▶ **What is needed**: Retype the listing below line for line, leaving every character unchanged.

Data extracted from a collection
## Begin

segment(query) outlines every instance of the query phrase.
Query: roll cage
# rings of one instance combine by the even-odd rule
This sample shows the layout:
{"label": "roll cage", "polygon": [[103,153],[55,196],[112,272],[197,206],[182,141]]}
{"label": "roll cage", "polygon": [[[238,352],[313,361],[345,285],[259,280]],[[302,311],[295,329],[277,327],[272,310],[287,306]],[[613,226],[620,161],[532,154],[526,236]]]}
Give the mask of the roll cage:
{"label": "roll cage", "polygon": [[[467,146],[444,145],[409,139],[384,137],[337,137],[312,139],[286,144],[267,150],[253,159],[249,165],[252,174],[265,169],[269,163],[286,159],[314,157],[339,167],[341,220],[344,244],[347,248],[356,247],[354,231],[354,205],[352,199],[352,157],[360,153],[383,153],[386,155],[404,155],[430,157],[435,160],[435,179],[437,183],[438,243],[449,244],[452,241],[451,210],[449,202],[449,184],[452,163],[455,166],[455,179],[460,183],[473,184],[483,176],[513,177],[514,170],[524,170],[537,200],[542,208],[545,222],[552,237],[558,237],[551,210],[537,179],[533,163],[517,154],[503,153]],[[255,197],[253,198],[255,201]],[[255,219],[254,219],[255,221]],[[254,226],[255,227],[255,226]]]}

## End

▶ **Finished answer**:
segment(query) outlines every instance of the query phrase.
Query: roll cage
# rings of one instance combine by the even-odd rule
This sample shows the layout:
{"label": "roll cage", "polygon": [[103,153],[55,196],[112,272],[197,206],[182,141]]}
{"label": "roll cage", "polygon": [[[238,352],[313,361],[345,285],[259,280]],[[302,311],[295,329],[277,327],[272,310],[287,306]],[[613,226],[620,161],[532,154],[526,236]]]}
Give the mask of the roll cage:
{"label": "roll cage", "polygon": [[[467,146],[444,145],[409,139],[384,137],[337,137],[312,139],[286,144],[267,150],[253,159],[249,165],[252,174],[265,169],[269,163],[286,159],[314,157],[339,167],[341,220],[344,244],[347,248],[356,247],[354,231],[354,205],[352,199],[352,157],[360,153],[383,153],[386,155],[404,155],[430,157],[435,160],[435,179],[437,183],[438,243],[449,244],[452,241],[451,210],[449,202],[449,184],[452,163],[455,166],[455,179],[460,183],[473,184],[483,176],[513,177],[514,170],[524,170],[537,200],[542,208],[545,222],[552,237],[558,237],[551,210],[537,179],[533,163],[517,154],[503,153]],[[255,197],[253,198],[255,201]],[[255,219],[254,219],[255,221]],[[254,226],[255,227],[255,226]]]}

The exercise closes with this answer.